> _Brief 1_
Reproduce the trading types page word for word, everything from "They are Range" down to "a brief explanation.".
> _Brief 2_
In the trading types page, what do Bollinger Bands indicate at their default setting?

Types of Trading

Types of Traders

What are the different types of trading? I already covered the difference between day trading, swing trading and position trading, so on this page I'd like to give you a rough idea of what types of day traders are out there trading stock markets and other markets as well. For those of you new to trading, I'll give you the basics behind what these traders are trying to accomplish and how they go about doing it.

I think the best way to go over the basic types of trading, is to first give you an idea as to why there are different types of traders to begin with. It all begins with the potential for profit. And, to make a profit in any market you of course need price change.

Well, there's only two ways to do this in the stock market. You can buy a stock and sell higher or you can short some shares and buy them back at a lower price.

Take a look at the 30 minute chart of Home Depot (HD) below. You'll see the same cycle occurring again and again. Trend - Lateral - Trend - Lateral, or in other words, higher volatilty - lower volatility - higher volatility, etc.

Some laterals turn price patterns into triangles and reduce price's trading range and volatility even more, but the overall cycling of the market remains.

If it wasn't for this cycling nature of all markets, there wouldn't be much opportunity for traders to profit and markets wouldn't exist.

Stock Chart of HD showing different types of trading opportunities

Every type of trader sees price doing the same thing at the same time. The key difference though is they see different ways to profit and they go about it....for the most part, in only five different ways. That's right, most retail trading (home based traders) are trading one of five general methods. Yes, there are many, many different trading strategies, but most of them fall into five basic types.

They are Range Trading, Mean Reversion Trading,Pullback Trading, Breakout Trading and Pair Trading. My intention here is not to state advantages and disadvantages of each type of trading, but merely to give a brief explanation.

Range Trading

During times of sideways, lateral type price movement some traders are most comfortable taking advantage of trading bounces between support and resistance lines. They're called lines, but in reality they are more like areas.

Once a stock has established these areas. The trade is made in the direction of the opposite side or area.

Stops are generally placed with discretion outside or close to these S&R areas. Price Targets are the opposite side or somewhere in between.

Stock chart of CAM displaying possible range type trades

Mean Reversion Trading

Mean Reversion traders use statistical tools such as standard deviation and mean averages to help them determine when price is 'stretched' too far from it's average and likely to come back to it. Bollinger Bands is one such price indicator and tool.

These bands indicate (default setting) when price is two standard deviations from a 20 period simple moving average. As you can see, sometimes after price touches a band it makes it's way back to the mean and sometimes it doesn't.

Chart showing mean reversion trading off Bollinger Bands

Pullback Trading

Pullback traders use various indicators and methods to make trades, but they all basically go about it in similar ways. A price thrust gives a stock a new high or a higher high. Price pulls back or retraces a certain distance and the trader buys with the objective of selling after price moves a certain amount in the direction of the prevailing trend.

How do pullback traders determine how large of a retracement is sufficient? Some use moving averages, some use Fibonacci retracement techniques and others simply use price action trading methods.

> _Data section_
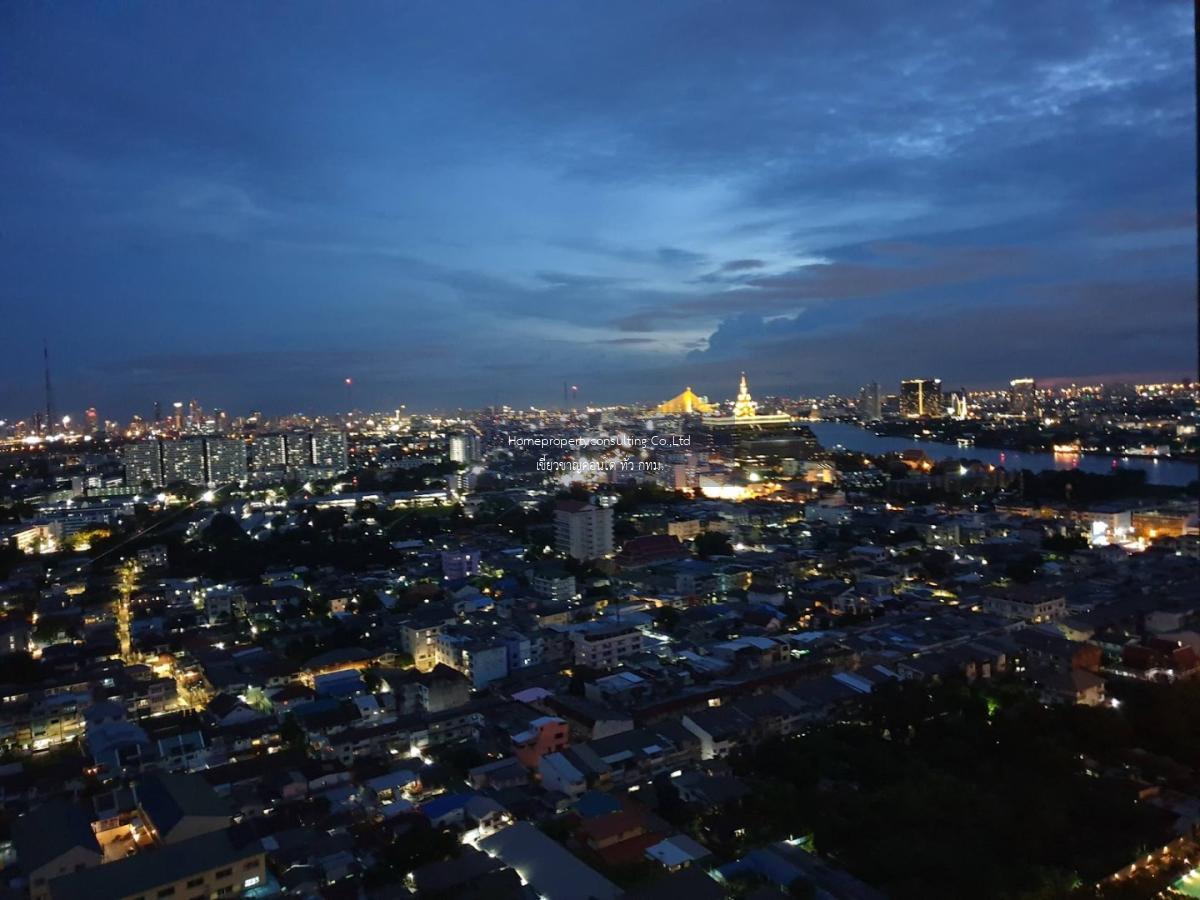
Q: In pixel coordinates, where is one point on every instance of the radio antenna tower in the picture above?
(49, 390)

> _Complete response 1_
They are Range Trading, Mean Reversion Trading,Pullback Trading, Breakout Trading and Pair Trading. My intention here is not to state advantages and disadvantages of each type of trading, but merely to give a brief explanation.

> _Complete response 2_
They indicate when price is two standard deviations from a 20 period simple moving average.